-- Begin --
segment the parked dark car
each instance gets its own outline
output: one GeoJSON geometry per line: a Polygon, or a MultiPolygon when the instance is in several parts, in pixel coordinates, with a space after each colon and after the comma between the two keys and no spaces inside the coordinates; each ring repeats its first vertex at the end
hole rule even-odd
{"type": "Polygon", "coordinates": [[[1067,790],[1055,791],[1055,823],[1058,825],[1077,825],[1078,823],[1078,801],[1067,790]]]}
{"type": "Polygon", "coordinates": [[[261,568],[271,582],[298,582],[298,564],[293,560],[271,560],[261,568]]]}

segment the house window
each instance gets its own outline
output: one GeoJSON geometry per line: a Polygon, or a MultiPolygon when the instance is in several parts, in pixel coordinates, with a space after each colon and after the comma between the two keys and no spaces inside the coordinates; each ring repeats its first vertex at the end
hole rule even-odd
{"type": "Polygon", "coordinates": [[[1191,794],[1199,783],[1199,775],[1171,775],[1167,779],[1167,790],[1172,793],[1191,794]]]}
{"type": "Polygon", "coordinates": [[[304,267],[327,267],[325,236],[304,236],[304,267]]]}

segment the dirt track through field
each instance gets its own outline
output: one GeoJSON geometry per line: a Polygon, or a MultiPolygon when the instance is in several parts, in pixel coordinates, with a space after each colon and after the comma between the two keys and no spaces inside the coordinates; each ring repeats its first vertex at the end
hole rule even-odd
-- End --
Rewrite all of the lines above, substituting "fill rule" for every occurrence of "hole rule" and leaving everything else unchanged.

segment the parked dark car
each instance gets its own outline
output: one GeoJSON geometry per line: a Polygon, or a MultiPolygon when the instance is in several parts, in pixel coordinates, with a space after each colon and after the comma between the two keys and no spaces inside the coordinates; each ring repeats its first vertex at the end
fill rule even-odd
{"type": "Polygon", "coordinates": [[[1067,790],[1055,791],[1055,823],[1058,825],[1077,825],[1078,823],[1078,801],[1067,790]]]}
{"type": "Polygon", "coordinates": [[[261,568],[271,582],[298,582],[298,564],[293,560],[271,560],[261,568]]]}

segment the house window
each instance gets its own outline
output: one GeoJSON geometry per line: a Polygon, or a MultiPolygon when the instance is in several parts, in pixel coordinates, with a space after each colon and after the comma between the two keys and no spaces inside the coordinates; each ring repeats its first vertex at the end
fill rule even-odd
{"type": "Polygon", "coordinates": [[[1191,794],[1199,783],[1199,775],[1171,775],[1167,779],[1167,790],[1172,793],[1191,794]]]}
{"type": "Polygon", "coordinates": [[[304,267],[327,267],[325,236],[304,236],[304,267]]]}

segment the dirt track through field
each instance gets its own outline
output: one GeoJSON geometry per line: a Polygon, or a MultiPolygon when the instance is in several parts, in pixel coordinates, with a space after each colon and after the comma between the two keys and no spaces inside the coordinates; each ring repeats its first vertex at the end
fill rule even-odd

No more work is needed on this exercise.